Image boundary annotation items:
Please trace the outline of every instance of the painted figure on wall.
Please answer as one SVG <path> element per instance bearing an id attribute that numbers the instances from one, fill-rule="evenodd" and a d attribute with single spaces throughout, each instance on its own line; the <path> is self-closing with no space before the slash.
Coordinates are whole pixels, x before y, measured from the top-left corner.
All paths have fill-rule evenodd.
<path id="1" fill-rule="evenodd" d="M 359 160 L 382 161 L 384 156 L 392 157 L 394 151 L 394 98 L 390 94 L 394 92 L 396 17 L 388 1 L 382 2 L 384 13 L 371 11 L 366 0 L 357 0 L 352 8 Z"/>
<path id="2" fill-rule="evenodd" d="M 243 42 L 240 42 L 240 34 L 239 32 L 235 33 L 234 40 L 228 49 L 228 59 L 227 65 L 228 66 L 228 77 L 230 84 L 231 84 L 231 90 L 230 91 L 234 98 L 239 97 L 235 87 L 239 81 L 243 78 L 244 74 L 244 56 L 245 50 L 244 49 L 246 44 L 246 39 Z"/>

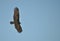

Direction — Report every line of the items above that contains the string "instance", copying each such line in full.

Task output —
Please trace the outline of every instance of the painted figure on wall.
Please answer as one SVG <path> element per instance bearing an id attribute that numbers the instances from one, fill-rule="evenodd" and a d attribute with single spaces throughout, each instance on its own line; the <path> is self-closing with no space before the slash.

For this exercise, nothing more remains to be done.